>> start

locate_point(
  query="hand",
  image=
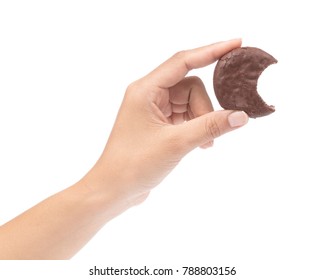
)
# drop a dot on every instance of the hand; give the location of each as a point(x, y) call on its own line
point(163, 116)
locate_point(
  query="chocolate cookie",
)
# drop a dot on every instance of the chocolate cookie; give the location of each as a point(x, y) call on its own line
point(235, 81)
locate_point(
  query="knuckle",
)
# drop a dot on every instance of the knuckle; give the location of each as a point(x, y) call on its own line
point(212, 128)
point(179, 54)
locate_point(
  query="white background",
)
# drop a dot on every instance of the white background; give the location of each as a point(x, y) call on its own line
point(254, 201)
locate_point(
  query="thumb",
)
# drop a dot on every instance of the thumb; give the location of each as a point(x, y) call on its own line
point(202, 130)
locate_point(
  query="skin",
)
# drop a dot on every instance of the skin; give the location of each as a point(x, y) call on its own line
point(163, 116)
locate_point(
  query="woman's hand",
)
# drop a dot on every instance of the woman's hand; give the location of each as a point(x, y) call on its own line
point(164, 115)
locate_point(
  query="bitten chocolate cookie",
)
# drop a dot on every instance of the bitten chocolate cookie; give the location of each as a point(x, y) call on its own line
point(235, 81)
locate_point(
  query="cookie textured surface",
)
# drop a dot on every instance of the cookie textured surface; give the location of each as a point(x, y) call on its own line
point(235, 81)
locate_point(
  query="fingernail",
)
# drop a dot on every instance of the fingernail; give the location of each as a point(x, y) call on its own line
point(237, 118)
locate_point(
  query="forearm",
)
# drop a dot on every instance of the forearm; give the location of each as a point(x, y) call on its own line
point(61, 225)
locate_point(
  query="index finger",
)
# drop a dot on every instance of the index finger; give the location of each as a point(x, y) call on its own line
point(175, 69)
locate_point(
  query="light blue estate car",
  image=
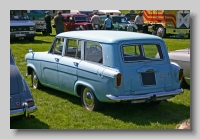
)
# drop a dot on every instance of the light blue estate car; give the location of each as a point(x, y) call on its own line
point(106, 66)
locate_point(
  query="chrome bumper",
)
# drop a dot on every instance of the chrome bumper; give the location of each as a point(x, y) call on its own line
point(24, 111)
point(145, 97)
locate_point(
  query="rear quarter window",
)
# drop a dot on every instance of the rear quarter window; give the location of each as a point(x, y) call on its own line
point(140, 52)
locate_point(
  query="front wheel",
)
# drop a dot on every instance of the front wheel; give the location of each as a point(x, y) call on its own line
point(161, 32)
point(31, 39)
point(89, 100)
point(35, 81)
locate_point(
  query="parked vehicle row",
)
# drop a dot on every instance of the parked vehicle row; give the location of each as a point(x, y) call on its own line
point(106, 67)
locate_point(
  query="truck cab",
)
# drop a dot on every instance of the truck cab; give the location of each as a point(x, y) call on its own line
point(21, 26)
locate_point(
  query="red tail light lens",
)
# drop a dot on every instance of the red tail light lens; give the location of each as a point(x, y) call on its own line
point(29, 101)
point(180, 74)
point(119, 78)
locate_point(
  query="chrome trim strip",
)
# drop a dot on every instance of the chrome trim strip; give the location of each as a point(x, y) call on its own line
point(144, 97)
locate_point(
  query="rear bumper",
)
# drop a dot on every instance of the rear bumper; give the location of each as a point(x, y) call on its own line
point(145, 97)
point(23, 111)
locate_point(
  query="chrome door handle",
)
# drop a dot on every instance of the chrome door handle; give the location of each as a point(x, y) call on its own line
point(75, 64)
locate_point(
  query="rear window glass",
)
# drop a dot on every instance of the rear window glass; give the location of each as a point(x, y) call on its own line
point(141, 52)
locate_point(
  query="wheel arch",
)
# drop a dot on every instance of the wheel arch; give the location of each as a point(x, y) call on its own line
point(79, 85)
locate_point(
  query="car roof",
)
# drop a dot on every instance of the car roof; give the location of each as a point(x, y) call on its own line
point(65, 15)
point(106, 36)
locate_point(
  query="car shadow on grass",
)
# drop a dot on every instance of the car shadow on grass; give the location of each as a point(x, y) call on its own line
point(142, 114)
point(24, 123)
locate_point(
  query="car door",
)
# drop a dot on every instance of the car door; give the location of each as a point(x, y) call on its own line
point(142, 72)
point(49, 64)
point(68, 64)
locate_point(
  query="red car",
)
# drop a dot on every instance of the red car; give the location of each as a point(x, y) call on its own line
point(76, 22)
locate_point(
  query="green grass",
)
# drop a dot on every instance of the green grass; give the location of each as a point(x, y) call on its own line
point(58, 110)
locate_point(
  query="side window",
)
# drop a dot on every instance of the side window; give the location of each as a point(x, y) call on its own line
point(132, 53)
point(152, 51)
point(73, 48)
point(93, 52)
point(57, 46)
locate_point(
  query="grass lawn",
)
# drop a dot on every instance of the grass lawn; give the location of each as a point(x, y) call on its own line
point(58, 110)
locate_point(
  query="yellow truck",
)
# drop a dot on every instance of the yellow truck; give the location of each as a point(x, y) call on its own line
point(167, 22)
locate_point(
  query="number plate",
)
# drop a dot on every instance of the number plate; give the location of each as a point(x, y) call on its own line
point(20, 35)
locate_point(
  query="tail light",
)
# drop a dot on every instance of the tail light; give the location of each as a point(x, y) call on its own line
point(118, 79)
point(180, 74)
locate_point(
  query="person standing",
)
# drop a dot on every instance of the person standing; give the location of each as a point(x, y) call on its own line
point(95, 20)
point(107, 23)
point(48, 23)
point(139, 21)
point(59, 22)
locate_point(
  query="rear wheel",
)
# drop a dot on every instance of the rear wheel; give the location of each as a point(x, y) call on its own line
point(89, 100)
point(35, 81)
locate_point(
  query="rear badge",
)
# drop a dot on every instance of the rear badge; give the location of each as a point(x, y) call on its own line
point(18, 103)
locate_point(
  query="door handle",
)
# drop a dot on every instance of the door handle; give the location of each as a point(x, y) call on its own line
point(75, 64)
point(57, 60)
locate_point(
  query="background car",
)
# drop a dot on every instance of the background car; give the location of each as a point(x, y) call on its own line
point(21, 98)
point(120, 23)
point(76, 22)
point(182, 58)
point(130, 16)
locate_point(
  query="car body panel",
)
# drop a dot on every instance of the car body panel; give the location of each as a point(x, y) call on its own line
point(182, 58)
point(72, 73)
point(21, 99)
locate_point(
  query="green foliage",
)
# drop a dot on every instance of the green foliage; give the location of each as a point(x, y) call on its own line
point(58, 110)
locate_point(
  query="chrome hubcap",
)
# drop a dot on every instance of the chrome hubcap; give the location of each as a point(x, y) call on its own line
point(88, 98)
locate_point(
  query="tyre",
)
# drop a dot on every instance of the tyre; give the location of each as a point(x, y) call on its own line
point(184, 84)
point(89, 100)
point(44, 33)
point(161, 32)
point(35, 81)
point(31, 39)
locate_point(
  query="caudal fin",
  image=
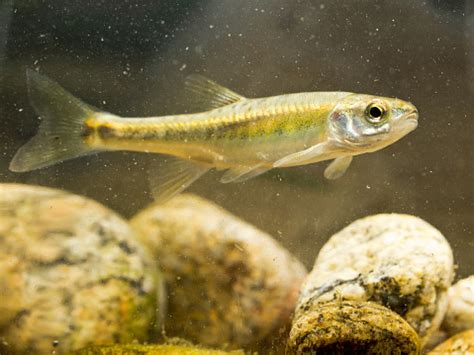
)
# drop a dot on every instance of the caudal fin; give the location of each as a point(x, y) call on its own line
point(61, 132)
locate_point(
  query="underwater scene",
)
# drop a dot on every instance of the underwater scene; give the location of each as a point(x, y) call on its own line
point(236, 177)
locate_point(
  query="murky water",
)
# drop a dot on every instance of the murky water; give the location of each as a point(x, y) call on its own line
point(131, 58)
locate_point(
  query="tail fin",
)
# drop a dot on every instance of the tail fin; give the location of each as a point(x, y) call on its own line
point(60, 135)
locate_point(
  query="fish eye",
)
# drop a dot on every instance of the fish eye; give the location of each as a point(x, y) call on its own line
point(375, 113)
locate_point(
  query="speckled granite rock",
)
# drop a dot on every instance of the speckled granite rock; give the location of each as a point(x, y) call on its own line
point(460, 314)
point(461, 344)
point(72, 273)
point(152, 350)
point(398, 261)
point(228, 282)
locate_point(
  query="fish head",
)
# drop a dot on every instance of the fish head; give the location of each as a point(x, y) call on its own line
point(366, 123)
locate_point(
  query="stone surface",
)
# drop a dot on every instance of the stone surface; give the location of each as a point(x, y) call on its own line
point(132, 349)
point(352, 327)
point(72, 273)
point(398, 261)
point(228, 282)
point(460, 314)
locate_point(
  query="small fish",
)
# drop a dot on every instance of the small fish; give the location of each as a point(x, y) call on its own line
point(243, 136)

>> end

• _EXERCISE TASK_: Gather every line in the entries above that contains the word "truck". Matches must agree in case.

• _THE ANSWER_:
  query="truck cab",
# drop a dot on every instance of the truck cab; give the location of each as a point(x, y) call on its own line
  query="yellow truck",
# drop a dot on every instance of the yellow truck; give the location of each as a point(x, y) call on its own line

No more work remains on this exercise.